• Excerpt to read:

--- begin ---

NetChoice, an industry association representing affected companies, challenged both laws. The 5th Circuit and 11th Circuit appeals courts had reached different conclusions on the preliminary injunction issued upon the initial challenge to these laws.
In a 9–0 decision, the Supreme Court held that the challenges were not properly considered with regard to the underlying First Amendment issues at the lower court level; however, the majority opinion noted that “the editorial judgments influencing the content of those feeds are, contrary to the 5th Circuit’s view, protected expressive activity.”
As Justice Elena Kagan wrote in her opinion, “In sum, there is much work to do below on both these cases, given the facial nature of NetChoice’s challenges. But that work must be done consistent with the First Amendment, which does not go on leave when social media are involved.”
While the overall decision was 9–0, all parts of the decision were not equally joined by the justices. Justice Amy Coney Barrett’s concurrence notes, “While the governing constitutional principles are straightforward, applying them in one fell swoop to the entire social-media universe is not.” She further noted an as-applied challenge, in which a law has already been applied as opposed to analyzing all situations in which it could apply, would more easily analyze questions such as whether such regulations impact private messaging or just public feeds. Justice Ketanji Brown Jackson’s concurrence emphasized the difficulty in evaluating a facial challenge, in which the law is alleged to be unconstitutional in all circumstances.
Justice Clarence Thomas concurred with the decision to vacate and remand, sending the cases back to the lower courts, but disagreed with Kagan “opin[ing] on certain applications of those statutes” and expressed other further concerns including about the court’s current approach to accepting such challenges to overly broad laws. Similarly, Justice Samuel Alito’s concurrence, joined by Justice Neil Gorsuch and Thomas, focused on the need for the court’s decision to be read narrowly as it relates to the underlying matters, arguing there is not current evidence “to prove that the Florida and Texas laws they challenged are facially unconstitutional” and criticizing the majority’s decision to “inexplicably single out a few provisions and a couple of platforms for special treatment.”
While the decision did not fully reach conclusions about the underlying constitutionality of the laws in Texas and Florida, the majority seemed to indicate strong skepticism that such laws would pass the appropriate degrees of legal scrutiny. Monday’s decision and the decisions to follow are not only about Big Tech, but will continue to be much more impactful to the future of free speech in general.
A Supreme Court decision expressly upholding the states’ requirements would prevent private platforms from engaging in content moderation on certain issues or taking certain censorship actions, thus making it harder for marginalized groups to create and maintain spaces that support their communities. This would be damaging not only for innovative services and the rights of private actors to make decisions about the content they do or do not host, but for the millions of Americans who have found a voice and community online. As Kagan’s opinion notes, “The government cannot get its way just by asserting an interest in improving, or better balancing, the marketplace of ideas.”
Under the states’ attempts to regulate viewpoints or the speech of political candidates, a platform or group serving the LGBTQ+ community may have to allow homophobic content to be posted, and a platform serving the Jewish community may have to allow access to a member of the American Nazi Party running for political office. A platform featuring important conversations about eating disorder recovery, for example, might have to shut down or be forced to host pro-anorexia content to avoid being subject to claims that they are engaging in viewpoint discrimination.

--- end ---

• Extracted information:
--- begin ---

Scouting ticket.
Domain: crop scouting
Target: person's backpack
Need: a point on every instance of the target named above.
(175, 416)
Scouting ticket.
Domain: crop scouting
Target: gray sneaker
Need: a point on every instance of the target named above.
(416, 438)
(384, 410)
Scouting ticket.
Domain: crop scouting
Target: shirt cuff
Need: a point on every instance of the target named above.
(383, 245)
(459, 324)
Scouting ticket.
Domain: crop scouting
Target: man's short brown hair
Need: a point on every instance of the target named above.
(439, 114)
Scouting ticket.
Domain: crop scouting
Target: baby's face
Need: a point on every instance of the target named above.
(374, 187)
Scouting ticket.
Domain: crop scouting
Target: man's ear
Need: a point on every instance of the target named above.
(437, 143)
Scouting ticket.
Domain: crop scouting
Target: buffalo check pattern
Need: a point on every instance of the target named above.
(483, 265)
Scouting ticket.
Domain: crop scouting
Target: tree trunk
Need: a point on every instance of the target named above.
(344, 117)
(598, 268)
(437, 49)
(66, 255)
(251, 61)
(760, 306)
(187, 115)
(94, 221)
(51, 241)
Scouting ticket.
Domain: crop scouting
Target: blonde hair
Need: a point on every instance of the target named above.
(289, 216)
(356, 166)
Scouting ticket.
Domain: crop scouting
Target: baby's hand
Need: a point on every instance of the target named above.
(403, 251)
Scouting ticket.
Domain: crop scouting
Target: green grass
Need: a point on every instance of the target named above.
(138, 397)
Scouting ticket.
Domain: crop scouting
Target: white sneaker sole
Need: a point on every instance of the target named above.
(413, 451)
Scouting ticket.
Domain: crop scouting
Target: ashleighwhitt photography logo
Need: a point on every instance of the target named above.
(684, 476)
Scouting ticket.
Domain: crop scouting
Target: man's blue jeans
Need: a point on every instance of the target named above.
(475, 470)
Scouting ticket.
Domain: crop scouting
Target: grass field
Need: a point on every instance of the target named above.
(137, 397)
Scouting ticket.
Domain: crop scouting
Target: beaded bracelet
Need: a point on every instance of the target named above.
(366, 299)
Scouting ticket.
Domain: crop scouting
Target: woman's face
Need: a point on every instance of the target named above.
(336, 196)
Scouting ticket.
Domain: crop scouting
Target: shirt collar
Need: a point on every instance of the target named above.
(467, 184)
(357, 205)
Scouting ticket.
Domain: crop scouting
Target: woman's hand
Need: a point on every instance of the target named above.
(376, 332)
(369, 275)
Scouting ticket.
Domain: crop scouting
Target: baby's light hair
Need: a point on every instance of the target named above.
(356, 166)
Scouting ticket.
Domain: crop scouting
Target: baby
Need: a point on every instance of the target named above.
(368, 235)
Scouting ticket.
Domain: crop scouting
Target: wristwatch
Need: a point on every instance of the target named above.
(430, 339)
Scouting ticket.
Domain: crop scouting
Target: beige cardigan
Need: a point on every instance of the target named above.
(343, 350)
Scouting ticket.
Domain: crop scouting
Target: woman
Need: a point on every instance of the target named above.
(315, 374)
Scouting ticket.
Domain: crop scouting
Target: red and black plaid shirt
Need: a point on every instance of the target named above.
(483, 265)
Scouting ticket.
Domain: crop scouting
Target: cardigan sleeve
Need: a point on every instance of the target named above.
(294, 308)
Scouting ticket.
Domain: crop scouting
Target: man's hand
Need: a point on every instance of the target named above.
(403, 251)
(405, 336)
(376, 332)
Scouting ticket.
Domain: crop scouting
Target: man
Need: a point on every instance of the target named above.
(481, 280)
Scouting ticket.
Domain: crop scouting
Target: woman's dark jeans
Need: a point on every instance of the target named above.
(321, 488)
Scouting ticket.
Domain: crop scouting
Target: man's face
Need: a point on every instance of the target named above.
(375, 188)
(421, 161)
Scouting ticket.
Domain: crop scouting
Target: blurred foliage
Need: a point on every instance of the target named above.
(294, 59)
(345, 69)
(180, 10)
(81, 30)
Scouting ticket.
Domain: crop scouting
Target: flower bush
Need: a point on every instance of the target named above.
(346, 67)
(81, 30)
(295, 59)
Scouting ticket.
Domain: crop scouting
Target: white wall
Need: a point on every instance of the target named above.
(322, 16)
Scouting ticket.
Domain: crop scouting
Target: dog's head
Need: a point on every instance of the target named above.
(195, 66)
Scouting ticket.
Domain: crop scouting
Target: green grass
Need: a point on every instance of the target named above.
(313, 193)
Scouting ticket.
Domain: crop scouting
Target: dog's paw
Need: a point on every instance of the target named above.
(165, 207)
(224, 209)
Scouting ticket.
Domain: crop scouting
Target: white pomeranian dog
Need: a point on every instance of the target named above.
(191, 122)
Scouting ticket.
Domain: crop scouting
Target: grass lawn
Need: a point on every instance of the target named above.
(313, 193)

--- end ---

• Problem set:
A. Answer these questions from the NetChoice article:
(i) By what vote did the Supreme Court decide the case?
(ii) Which justice wrote that the First Amendment "does not go on leave when social media are involved"?
(iii) Which two justices joined Justice Samuel Alito's concurrence?
B. Transcribe the stretch of the NetChoice article from "While the overall" through "in all circumstances." word for word.
C. Pick up the NetChoice article after its final sentence and continue it.

• Answers by task:
A.
(i) 9–0
(ii) Justice Elena Kagan
(iii) Justice Neil Gorsuch and Justice Clarence Thomas

B.
While the overall decision was 9–0, all parts of the decision were not equally joined by the justices. Justice Amy Coney Barrett’s concurrence notes, “While the governing constitutional principles are straightforward, applying them in one fell swoop to the entire social-media universe is not.” She further noted an as-applied challenge, in which a law has already been applied as opposed to analyzing all situations in which it could apply, would more easily analyze questions such as whether such regulations impact private messaging or just public feeds. Justice Ketanji Brown Jackson’s concurrence emphasized the difficulty in evaluating a facial challenge, in which the law is alleged to be unconstitutional in all circumstances.

C.
Such issues extend far beyond the popular, large social media platforms. For example, the cases’ oral arguments cited how these laws might impact sites like Etsy, Discord and even Uber as they all have some element of user-generated content. Notably, the decision and particularly several of the concurrences seek clarity on the full the application of these laws in their remand to the lower courts.
Much of the content we interact with online is created by other users. Requirements like these laws in Florida and Texas would make it more difficult to host such content by dictating how it must be handled. Even comments sections on news sites could find themselves caught up in the requirements of these laws with significant daily fines, making it more difficult to remove spam or other problematic content.
In the aftermath of Monday’s ruling, we are likely to hear calls once again from critics of social media to change Section 230, the law that protects online platforms from lawsuits based on things their individual users might say on the platform and affirms their right to make content moderation decisions.
But the underlying issues are actually about the First Amendment rights of private businesses, not a special privilege of certain tech companies, and the lower courts are now tasked with more directly examining the issue.
While questions about social media may seem novel, these cases build on existing First Amendment jurisprudence. As Kagan’s opinion notes, “The principle does not change because the curated compilation has gone from the physical to the virtual world.” Most of us correctly recognize this curation in the offline context: While we may dislike that a coffee shop allows certain meetings in its private room or that a bookstore carries certain books, we choose whether or not we patronize those places rather than calling on the government to shut them down.
The NetChoice cases will now move back to the 5th and 11th circuits for further analysis of the underlying First Amendment claims, but for now the laws remain blocked. Ultimately, they could end up back at the Supreme Court. Yet the majority opinion indicates a strong skepticism at best for the underlying claims of Florida and Texas, which claimed these laws were needed to ensure that online discussions were not skewed against conservative voices or certain political figures such as former President Donald Trump. As such, these cases will continue to serve an important role in discussions surrounding how the First Amendment works in the online world of the 21st century as well as the offline world.